→ The data

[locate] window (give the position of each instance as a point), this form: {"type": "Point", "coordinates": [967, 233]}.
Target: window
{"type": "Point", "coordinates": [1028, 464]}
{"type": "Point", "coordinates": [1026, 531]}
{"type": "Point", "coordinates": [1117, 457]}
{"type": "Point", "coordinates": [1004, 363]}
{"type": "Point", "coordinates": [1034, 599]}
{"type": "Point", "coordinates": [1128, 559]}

→ Exercise
Each line above is to be set down again verbatim.

→ Exercise response
[locate] window (give the position of each instance as a point), this form: {"type": "Point", "coordinates": [967, 233]}.
Target: window
{"type": "Point", "coordinates": [1028, 464]}
{"type": "Point", "coordinates": [1026, 531]}
{"type": "Point", "coordinates": [1117, 457]}
{"type": "Point", "coordinates": [1004, 363]}
{"type": "Point", "coordinates": [1034, 599]}
{"type": "Point", "coordinates": [1128, 559]}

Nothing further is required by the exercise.